Copy every line from the one that holds "Place one point per instance of the woman's teeth." to the end of the records below, exactly and with nothing else, but without any pictures.

**RECORDS PROVIDED**
------------------------------------------------

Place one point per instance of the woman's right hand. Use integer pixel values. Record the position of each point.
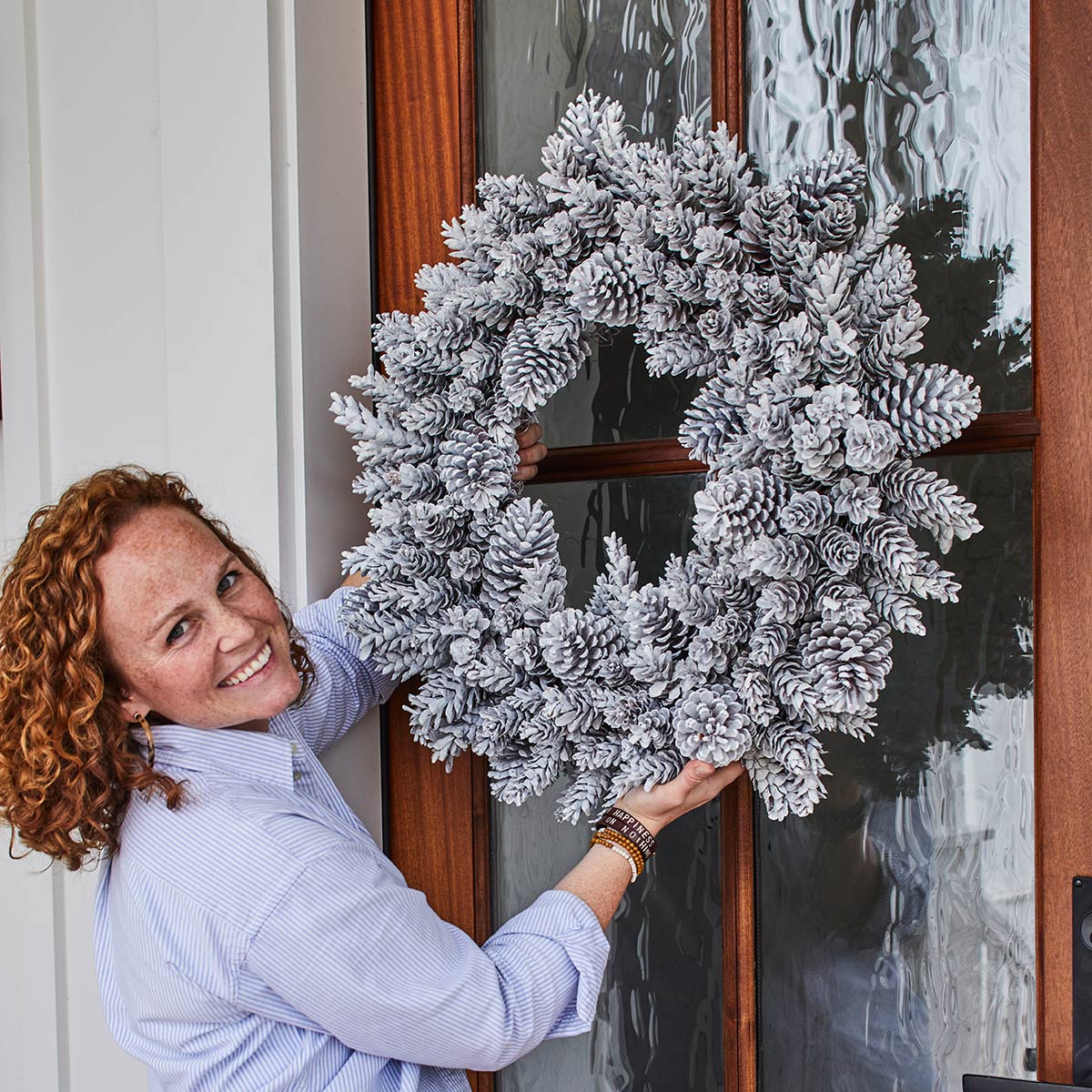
(697, 784)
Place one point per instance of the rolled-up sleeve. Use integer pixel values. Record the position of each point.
(363, 956)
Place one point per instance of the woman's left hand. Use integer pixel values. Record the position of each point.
(532, 452)
(696, 785)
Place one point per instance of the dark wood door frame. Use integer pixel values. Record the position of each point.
(425, 168)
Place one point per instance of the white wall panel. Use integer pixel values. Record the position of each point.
(214, 105)
(102, 261)
(156, 217)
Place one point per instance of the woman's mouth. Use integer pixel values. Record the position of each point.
(254, 669)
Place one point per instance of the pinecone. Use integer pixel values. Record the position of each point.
(756, 223)
(856, 498)
(869, 445)
(573, 642)
(839, 353)
(711, 725)
(769, 642)
(583, 797)
(806, 513)
(840, 551)
(834, 225)
(817, 450)
(716, 248)
(438, 527)
(476, 470)
(850, 663)
(465, 565)
(780, 557)
(784, 601)
(713, 420)
(563, 239)
(531, 372)
(756, 694)
(603, 289)
(524, 534)
(650, 621)
(765, 298)
(834, 405)
(929, 408)
(922, 498)
(786, 771)
(838, 175)
(736, 507)
(893, 551)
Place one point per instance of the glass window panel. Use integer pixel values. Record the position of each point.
(659, 1026)
(533, 59)
(935, 97)
(899, 955)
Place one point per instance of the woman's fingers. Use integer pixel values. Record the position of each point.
(531, 451)
(530, 435)
(697, 784)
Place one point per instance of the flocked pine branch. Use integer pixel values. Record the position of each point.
(793, 305)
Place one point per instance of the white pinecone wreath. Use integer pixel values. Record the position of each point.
(775, 627)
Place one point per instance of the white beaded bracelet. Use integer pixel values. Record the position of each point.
(622, 853)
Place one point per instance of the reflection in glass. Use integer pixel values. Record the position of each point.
(659, 1026)
(935, 97)
(898, 922)
(533, 59)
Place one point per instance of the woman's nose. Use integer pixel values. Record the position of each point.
(234, 631)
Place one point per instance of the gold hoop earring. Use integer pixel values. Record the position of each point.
(142, 721)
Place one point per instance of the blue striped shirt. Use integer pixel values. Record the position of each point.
(258, 938)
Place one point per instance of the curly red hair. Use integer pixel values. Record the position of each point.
(68, 763)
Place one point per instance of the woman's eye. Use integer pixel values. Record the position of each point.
(228, 581)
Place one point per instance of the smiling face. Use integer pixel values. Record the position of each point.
(192, 633)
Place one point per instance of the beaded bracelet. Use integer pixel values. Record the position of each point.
(625, 844)
(625, 854)
(622, 822)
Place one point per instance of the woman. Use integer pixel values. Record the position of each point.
(161, 710)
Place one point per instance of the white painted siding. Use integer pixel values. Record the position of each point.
(184, 279)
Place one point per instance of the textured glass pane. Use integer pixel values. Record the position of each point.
(659, 1026)
(898, 942)
(935, 96)
(534, 57)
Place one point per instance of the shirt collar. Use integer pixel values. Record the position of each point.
(251, 756)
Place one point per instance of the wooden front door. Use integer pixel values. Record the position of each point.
(993, 809)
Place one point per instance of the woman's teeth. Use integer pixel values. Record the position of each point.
(256, 665)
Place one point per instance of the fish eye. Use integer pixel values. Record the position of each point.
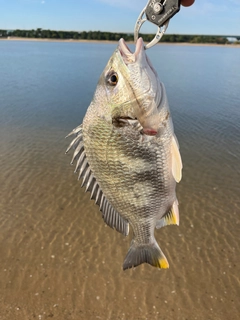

------------------------------------------------

**TASK RESULT**
Place one point per instance of the woman's teeth. Use integer pixel values. Record the position of each point.
(256, 665)
Place one point per instance of the fish eye. Use integer pixel values. Record the position of each point.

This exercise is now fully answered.